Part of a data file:
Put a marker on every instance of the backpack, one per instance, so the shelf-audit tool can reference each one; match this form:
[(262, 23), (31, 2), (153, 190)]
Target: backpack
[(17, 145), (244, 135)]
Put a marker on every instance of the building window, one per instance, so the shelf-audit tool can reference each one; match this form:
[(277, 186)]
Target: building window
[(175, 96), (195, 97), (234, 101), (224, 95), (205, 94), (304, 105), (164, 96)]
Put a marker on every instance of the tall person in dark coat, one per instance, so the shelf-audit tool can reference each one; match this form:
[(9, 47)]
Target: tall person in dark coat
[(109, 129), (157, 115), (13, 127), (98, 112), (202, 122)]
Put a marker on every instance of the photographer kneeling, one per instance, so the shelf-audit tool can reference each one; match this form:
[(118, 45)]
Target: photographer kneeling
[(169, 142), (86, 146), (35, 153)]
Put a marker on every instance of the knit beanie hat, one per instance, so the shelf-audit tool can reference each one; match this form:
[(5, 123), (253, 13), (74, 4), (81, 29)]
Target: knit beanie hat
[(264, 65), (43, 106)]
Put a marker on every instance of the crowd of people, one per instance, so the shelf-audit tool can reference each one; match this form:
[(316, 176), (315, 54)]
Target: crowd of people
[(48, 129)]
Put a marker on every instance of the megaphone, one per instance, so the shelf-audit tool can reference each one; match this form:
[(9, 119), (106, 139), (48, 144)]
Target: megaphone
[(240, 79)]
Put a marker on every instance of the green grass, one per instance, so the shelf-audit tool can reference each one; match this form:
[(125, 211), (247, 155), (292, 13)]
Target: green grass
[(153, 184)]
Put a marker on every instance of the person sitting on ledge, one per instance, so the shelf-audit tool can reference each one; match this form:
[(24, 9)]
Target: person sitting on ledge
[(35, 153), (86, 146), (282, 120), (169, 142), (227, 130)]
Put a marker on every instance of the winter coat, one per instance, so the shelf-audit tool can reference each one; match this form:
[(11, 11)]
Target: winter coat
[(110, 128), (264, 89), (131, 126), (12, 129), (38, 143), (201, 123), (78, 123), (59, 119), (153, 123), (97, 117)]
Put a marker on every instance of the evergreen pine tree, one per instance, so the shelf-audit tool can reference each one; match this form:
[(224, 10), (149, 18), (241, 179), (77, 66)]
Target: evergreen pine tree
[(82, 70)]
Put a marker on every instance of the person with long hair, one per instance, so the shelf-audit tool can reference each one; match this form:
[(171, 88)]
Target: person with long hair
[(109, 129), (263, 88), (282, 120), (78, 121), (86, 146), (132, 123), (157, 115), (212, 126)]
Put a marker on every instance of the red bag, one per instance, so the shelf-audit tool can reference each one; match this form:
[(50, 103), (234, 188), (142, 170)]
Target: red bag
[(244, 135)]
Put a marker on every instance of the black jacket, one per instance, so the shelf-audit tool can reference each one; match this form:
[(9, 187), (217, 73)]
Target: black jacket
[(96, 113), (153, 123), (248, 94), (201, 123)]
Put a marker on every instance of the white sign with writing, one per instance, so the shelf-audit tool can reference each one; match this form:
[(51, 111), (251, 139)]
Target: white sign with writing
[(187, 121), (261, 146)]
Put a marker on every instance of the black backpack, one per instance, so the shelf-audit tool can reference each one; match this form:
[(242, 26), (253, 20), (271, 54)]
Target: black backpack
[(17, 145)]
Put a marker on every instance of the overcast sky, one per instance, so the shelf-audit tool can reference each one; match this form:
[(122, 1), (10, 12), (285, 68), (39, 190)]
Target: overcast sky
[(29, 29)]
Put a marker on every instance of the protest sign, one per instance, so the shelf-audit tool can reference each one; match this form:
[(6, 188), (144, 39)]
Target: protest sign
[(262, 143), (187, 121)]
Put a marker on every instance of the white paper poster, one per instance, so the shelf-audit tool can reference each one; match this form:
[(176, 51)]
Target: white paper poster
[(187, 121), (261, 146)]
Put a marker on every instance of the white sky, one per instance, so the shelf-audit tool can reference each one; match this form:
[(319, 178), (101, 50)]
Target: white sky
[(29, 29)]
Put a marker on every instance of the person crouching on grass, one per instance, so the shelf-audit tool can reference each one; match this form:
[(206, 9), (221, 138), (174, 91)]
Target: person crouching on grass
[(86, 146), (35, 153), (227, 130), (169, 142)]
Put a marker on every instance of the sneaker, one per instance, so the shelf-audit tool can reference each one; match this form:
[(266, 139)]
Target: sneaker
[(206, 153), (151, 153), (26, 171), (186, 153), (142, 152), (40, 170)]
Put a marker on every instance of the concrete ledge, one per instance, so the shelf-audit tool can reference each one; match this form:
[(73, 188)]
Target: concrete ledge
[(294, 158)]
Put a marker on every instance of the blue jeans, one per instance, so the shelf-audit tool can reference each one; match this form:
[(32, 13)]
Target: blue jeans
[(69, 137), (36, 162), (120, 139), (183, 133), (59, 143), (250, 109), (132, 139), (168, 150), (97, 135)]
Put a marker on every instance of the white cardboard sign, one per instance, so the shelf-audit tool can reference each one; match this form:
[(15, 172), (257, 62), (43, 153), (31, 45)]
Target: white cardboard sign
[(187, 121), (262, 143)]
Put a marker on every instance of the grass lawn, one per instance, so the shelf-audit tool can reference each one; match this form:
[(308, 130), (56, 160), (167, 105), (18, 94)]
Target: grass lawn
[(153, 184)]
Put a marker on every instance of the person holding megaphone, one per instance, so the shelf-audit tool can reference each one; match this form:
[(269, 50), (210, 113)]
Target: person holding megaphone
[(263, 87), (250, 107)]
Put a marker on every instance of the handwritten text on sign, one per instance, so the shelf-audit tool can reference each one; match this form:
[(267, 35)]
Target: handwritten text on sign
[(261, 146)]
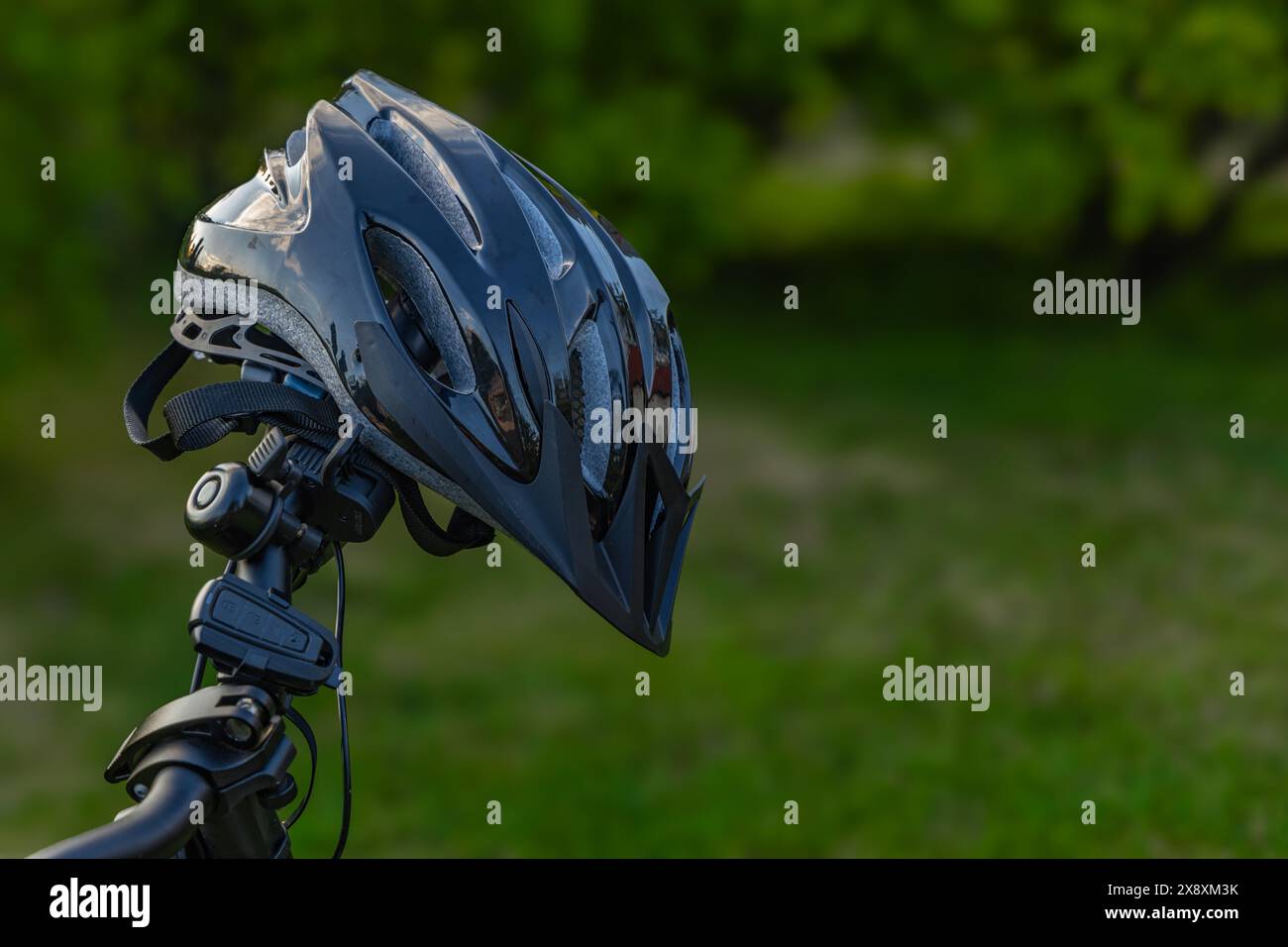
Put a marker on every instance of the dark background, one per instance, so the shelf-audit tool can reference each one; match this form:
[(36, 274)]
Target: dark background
[(768, 169)]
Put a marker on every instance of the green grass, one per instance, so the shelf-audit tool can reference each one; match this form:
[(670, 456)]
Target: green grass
[(475, 684)]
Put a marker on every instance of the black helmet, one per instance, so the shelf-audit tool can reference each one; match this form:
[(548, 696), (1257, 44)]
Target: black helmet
[(471, 316)]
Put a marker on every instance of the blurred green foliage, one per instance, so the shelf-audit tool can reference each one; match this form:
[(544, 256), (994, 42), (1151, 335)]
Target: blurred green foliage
[(767, 169), (755, 153)]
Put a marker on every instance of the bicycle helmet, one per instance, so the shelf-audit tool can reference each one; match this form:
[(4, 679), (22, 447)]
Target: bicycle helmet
[(469, 316)]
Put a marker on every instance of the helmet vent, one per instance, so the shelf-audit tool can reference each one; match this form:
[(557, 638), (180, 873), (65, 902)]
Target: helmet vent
[(548, 245), (588, 376), (420, 167), (419, 309)]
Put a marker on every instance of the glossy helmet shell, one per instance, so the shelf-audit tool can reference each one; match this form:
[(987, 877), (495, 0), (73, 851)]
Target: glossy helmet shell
[(472, 315)]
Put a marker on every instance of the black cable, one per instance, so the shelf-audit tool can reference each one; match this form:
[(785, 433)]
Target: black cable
[(344, 712)]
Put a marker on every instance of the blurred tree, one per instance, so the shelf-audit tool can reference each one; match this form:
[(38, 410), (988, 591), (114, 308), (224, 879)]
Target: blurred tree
[(756, 153)]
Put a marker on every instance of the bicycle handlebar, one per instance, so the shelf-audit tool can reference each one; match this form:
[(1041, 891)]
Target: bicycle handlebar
[(158, 827)]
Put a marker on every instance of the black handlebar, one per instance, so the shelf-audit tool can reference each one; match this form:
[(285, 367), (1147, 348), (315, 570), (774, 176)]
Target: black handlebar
[(158, 827)]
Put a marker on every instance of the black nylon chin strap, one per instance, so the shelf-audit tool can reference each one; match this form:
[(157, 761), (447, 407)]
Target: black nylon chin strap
[(205, 415)]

Aim: Return the whole listing, word for word, and leave out every picture.

Expected output:
Put a marker on every instance of the backpack, one per instance, so the shelf-audit tool can reference each one; match this form:
[(262, 23), (31, 2), (153, 190)]
Target: backpack
[(17, 145), (244, 135)]
Put a marker on every instance of the building window, one per instance, so the shelf-audit tool can reference each one; match this form:
[(277, 186)]
Target: building window
[(175, 96), (195, 97), (234, 101), (224, 95), (205, 94), (304, 105), (164, 96)]
Put a marker on every instance of the tall person in dark coat, one per instance, so the shelf-audit tool can reference each one; match this form:
[(9, 47)]
Target: tall person in dark coat
[(109, 129), (157, 115), (13, 127), (98, 112), (202, 122)]
Put a marker on every instance of the photographer kneeling, one per instance, so the shelf-audit tool can reference each one; match this form:
[(118, 45)]
Target: photographer kneeling
[(169, 142), (86, 146), (35, 153)]
Put a marker on every instance of the knit beanie hat, one per instance, so the shelf-audit tool can reference each one; match this form:
[(5, 123), (253, 13), (74, 4), (81, 29)]
Target: knit beanie hat
[(264, 65), (43, 106)]
Put a marker on every instance of the crowd of people, one per instance, so the shelf-audit tool can reference each one; match this form:
[(316, 176), (315, 54)]
Target: crowd of people
[(48, 129)]
Put a marker on every instance of the megaphone, one per instance, so the shelf-audit tool can reference each one; match this form:
[(9, 119), (106, 139), (48, 144)]
Target: megaphone
[(240, 79)]
Put a marker on every instance of the green grass, one per instance, so the shelf-audit tool can reference each one; match this form:
[(125, 211), (247, 155), (292, 13)]
Target: green grass
[(153, 184)]
Put a marker on every instance of the person sitting on ledge, one per instance, so the shelf-audit tool can reference each one; match this form:
[(24, 9)]
Target: person sitting on ledge
[(35, 153), (86, 146), (282, 120), (169, 142), (227, 130)]
Put a marker on every instance of the winter coat, one per instance, so the shelf-audit tool can reference each one; match this form:
[(11, 11)]
Target: winter coat
[(110, 128), (264, 89), (131, 126), (12, 129), (38, 143), (201, 123), (78, 123), (59, 119), (153, 123), (97, 117)]
Put a marker on every instance of the evergreen pine tree, one per instance, so the shelf-audit tool can reference each one; match this form:
[(224, 10), (149, 18), (241, 179), (77, 66)]
Target: evergreen pine tree
[(82, 70)]
Put a marker on every instance of the person with long hair, one per instance, so the shelf-audit tool can reference each one; match this form:
[(171, 88)]
Target: person with long hair
[(109, 129), (263, 88), (282, 120), (78, 121), (86, 146), (132, 123), (157, 115), (212, 126)]
Put a marker on every instance of the red bag, one per instance, so the shelf-audit tool can reference each one; match this form:
[(50, 103), (234, 188), (142, 170)]
Target: red bag
[(244, 135)]
Put a marker on every instance of the black jacket, one per instance, so the shelf-audit tool can reference each one; match this form:
[(9, 187), (217, 73)]
Target: black jacket
[(96, 113), (153, 123), (248, 94), (201, 123)]
Put a marker on every instance of the white sign with writing, one per instance, so the shelf-audit tool can reference each one; match this form:
[(51, 111), (251, 139)]
Target: white sign with writing
[(187, 121), (261, 146)]
Put a marker on every instance of the black backpack, one per instance, so the shelf-audit tool can reference each one; match this form:
[(242, 26), (253, 20), (271, 54)]
Target: black backpack
[(17, 145)]
Put a marker on every instance of the overcast sky, one per instance, so the shelf-audit tool can reference each one; match this form:
[(122, 1), (10, 12), (285, 68), (39, 190)]
Target: overcast sky
[(29, 29)]
Put a marker on every instance of the protest sign, one per instance, so the shelf-audit tool can reference each one; match this form:
[(6, 188), (144, 39)]
Target: protest sign
[(262, 143), (187, 121)]
Put a marker on every instance of the white paper poster, one per instance, so the shelf-audit tool can reference each one; match this form:
[(176, 51)]
Target: white paper poster
[(187, 121), (261, 146)]
Put a marker on every instance of the white sky, one per instance, so the shelf-audit tool can reference each one; match this form:
[(319, 178), (101, 50)]
Target: white sky
[(29, 29)]
Put a marker on every instance of the person crouching on grass, one per instance, so the shelf-audit tool can reference each one; match this form:
[(206, 9), (221, 138), (174, 91)]
Target: person crouching on grass
[(86, 146), (35, 153), (227, 130), (169, 142)]
Put a marker on every instance of the sneaker, one per instance, so the shelf-audit tool can reference each one; match this form:
[(266, 139)]
Target: sneaker
[(206, 153), (151, 153), (26, 171), (186, 153), (142, 152), (40, 170)]
Put a marker on every instance of the concrete ledge, one per instance, so the shelf-audit tool can reference each one; match this form:
[(73, 188)]
Target: concrete ledge
[(294, 158)]
Put a marker on every instance of the blue jeans, one per instance, so the shelf-audit tool can reference each one; match this form:
[(32, 13)]
Target: blue jeans
[(69, 137), (36, 162), (120, 139), (183, 133), (59, 143), (250, 109), (132, 139), (168, 150), (97, 135)]
Put a marker on every instance of the white cardboard sign, one per instance, so the shelf-audit tool can reference each one; match this form:
[(15, 172), (257, 62), (43, 153), (31, 45)]
Target: white cardboard sign
[(187, 121), (262, 143)]
Put a marker on every instance of the grass lawn, one per instance, so the shelf-audit tool can reference each one; match this form:
[(308, 130), (56, 160), (167, 105), (18, 94)]
Target: grass lawn
[(153, 184)]
Put a marker on every instance of the person holding megaphone, one per instance, so the shelf-audit tool can reference each one; match this form:
[(269, 50), (210, 113)]
Target: person holding megaphone
[(263, 87), (250, 107)]
Put a marker on every instance of the handwritten text on sign, one per instance, so the shelf-audit tool can reference each one; match this form:
[(267, 35)]
Target: handwritten text on sign
[(261, 146)]
Put a marker on every instance of the dark background, one per instance, so the shelf-audit tool can reference each one; match this form:
[(36, 274)]
Target: dark background
[(768, 169)]
Put a marker on every instance of the green grass, one per instance, so the shelf-audit tool can reference each one; match this form:
[(670, 456)]
Target: green grass
[(475, 684)]
Put a marker on every instance of the black helmet, one per instance, so the shelf-audit tool can reference each one; match this form:
[(548, 696), (1257, 44)]
Target: black helmet
[(471, 316)]
Put a marker on every instance of the blurred green foliage, one per instance, so the shelf-audit tool can reference each one; match this form:
[(544, 256), (994, 42), (1151, 335)]
Target: blurred green foliage
[(767, 169), (755, 153)]
Put a marker on every instance of the bicycle helmet, one per instance, so the shelf-audit tool can reference each one; match this form:
[(4, 679), (22, 447)]
Target: bicycle helmet
[(469, 316)]
Put a marker on every instance of the helmet vent, one per instance, so the shelf-audit tool can reference each one; match this form:
[(557, 638), (180, 873), (65, 902)]
Target: helmet vent
[(548, 245), (588, 376), (420, 167), (419, 309)]
Put a marker on every instance of the glossy helmet shell, one per instance, so the shelf-audit tool can reference each one; match this form:
[(987, 877), (495, 0), (73, 851)]
Target: glossy helmet shell
[(472, 315)]
Put a marker on every instance of the black cable, one per instance, so the shelf-audit tool can reference each one; match this form:
[(785, 433)]
Target: black cable
[(344, 712)]
Put a marker on every instance of the blurred tree, one per instance, so the shelf-audit tool can reference each one; match this form:
[(38, 410), (988, 591), (114, 308), (224, 879)]
Target: blurred tree
[(756, 153)]
Put a marker on every instance of the bicycle handlebar, one per instance, so the shelf-audit tool can reference each one; match this form:
[(1041, 891)]
Target: bicycle handlebar
[(158, 827)]
Put a marker on every instance of the black handlebar, one per instance, so the shelf-audit tool can reference each one; match this form:
[(285, 367), (1147, 348), (315, 570), (774, 176)]
Target: black handlebar
[(158, 827)]
Put a marker on every instance of the black nylon chin strap, one per instance, so the shelf-audit tool can reference each one; match this form:
[(157, 761), (447, 407)]
Target: black nylon chin strap
[(205, 415)]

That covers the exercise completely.